== What to produce ==
In the disaster recovery interview below, what does Nicholas Merizzi name as one of the biggest challenges during a real-life event?

Andrew Morrison: Identify critical data and systems and create an offline storage strategy for them. Many disaster recovery systems today have intentionally been designed to be online or cloud-based so that they’re more immune to physical disaster. Unfortunately, online and cloud-based disaster recovery systems can leave organizations more vulnerable to cyberattacks that leverage the fast replication of data backups and allow the corruption and encryption of a data destruction attack that can occur very quickly and with widespread impact.
Creating an isolated recovery solution that preserves critical data and business processes in an offline, immutable storage area can protect against these types of devastating cyberattacks.
SEE: Kubernetes security guide (free PDF) (TechRepublic)
Scott Matteson: What should employees be doing now?
Jennifer Curry: Communicating with IT. Truly understand the plan and communicate your critical processes and systems. Don’t take for granted that something devised a few years ago still applies. And be diligent on your own to secure the data most critical to you. (Do you have all of your files saved per the IT policy to ensure they are backed up?).
Nicholas Merizzi: One of the biggest challenges during a real-life event is finding yourself in a situation where key personnel do not understand their roles in the overall process. Ensuring that all stakeholders are aware of their duties and have designated backups who understand their roles are key for overall success.
Andrew Morrison: Be aware of “out-of-band” disaster recovery communication options that exist to conduct business in an alternative way. Most disaster recovery plans rely on relaying information to employees via email, for example; but, during an event, even corporate communications via email to employees can become challenging. We have seen in many disasters during which the seemingly simple process of contacting employees or management is difficult, as access to all systems that contain contact information or allow data are made unavailable.
Scott Matteson: How should businesses that have been devastated by natural disasters get back on their feet?
Jennifer Curry: If you have a successful DR site, you don’t have to rush back to production. If your DR plan didn’t go well, now is the time to re-architect and reset. Don’t put too much distance between the disaster and updating your DR strategy.

== Supplied information ==
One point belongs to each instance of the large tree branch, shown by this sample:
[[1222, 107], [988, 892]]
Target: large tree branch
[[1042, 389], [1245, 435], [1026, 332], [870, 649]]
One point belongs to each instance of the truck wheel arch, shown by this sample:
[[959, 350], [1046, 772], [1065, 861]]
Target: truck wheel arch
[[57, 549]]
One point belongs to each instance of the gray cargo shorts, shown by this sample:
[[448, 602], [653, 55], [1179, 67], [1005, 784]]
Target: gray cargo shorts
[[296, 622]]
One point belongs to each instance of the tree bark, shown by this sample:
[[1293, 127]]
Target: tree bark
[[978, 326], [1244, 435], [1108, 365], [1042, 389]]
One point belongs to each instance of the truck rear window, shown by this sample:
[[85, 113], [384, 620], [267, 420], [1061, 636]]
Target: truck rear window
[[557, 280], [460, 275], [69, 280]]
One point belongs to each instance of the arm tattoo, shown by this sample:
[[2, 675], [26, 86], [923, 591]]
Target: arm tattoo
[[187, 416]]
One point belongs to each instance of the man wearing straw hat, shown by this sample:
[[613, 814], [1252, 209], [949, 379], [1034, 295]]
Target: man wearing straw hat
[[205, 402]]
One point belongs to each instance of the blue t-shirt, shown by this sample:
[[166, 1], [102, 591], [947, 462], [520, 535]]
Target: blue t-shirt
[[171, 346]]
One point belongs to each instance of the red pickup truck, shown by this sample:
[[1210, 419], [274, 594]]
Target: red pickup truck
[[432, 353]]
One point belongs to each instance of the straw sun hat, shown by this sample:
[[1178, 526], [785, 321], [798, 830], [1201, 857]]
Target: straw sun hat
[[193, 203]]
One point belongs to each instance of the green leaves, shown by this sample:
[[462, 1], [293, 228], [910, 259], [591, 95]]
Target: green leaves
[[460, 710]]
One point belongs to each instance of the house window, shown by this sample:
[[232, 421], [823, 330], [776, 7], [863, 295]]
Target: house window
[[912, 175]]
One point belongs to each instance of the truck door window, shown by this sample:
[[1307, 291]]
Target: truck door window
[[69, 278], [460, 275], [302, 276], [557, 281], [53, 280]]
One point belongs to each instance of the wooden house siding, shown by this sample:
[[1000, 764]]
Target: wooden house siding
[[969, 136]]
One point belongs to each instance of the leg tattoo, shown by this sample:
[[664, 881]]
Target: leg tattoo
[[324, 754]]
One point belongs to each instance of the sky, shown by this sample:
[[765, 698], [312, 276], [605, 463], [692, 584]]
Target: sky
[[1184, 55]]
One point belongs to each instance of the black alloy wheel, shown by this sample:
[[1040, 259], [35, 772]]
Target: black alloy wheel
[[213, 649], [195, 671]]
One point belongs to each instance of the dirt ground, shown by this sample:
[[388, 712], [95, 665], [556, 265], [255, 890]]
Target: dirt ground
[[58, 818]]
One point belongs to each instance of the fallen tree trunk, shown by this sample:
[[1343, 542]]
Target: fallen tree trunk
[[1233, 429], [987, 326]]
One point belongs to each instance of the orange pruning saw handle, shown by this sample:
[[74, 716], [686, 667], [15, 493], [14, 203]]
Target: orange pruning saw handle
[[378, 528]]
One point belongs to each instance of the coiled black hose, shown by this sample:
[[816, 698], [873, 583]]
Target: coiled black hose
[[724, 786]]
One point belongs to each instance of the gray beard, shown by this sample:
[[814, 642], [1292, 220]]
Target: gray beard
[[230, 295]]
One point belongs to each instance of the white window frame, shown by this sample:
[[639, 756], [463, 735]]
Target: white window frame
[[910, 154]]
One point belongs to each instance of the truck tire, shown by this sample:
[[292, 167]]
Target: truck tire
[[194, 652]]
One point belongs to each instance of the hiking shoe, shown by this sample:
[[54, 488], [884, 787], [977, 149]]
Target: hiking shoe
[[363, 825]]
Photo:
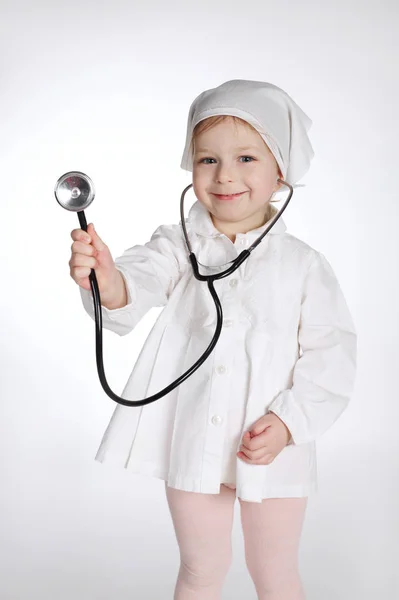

== Task output ==
Finding yourself in a situation where key personnel do not understand their roles in the overall process.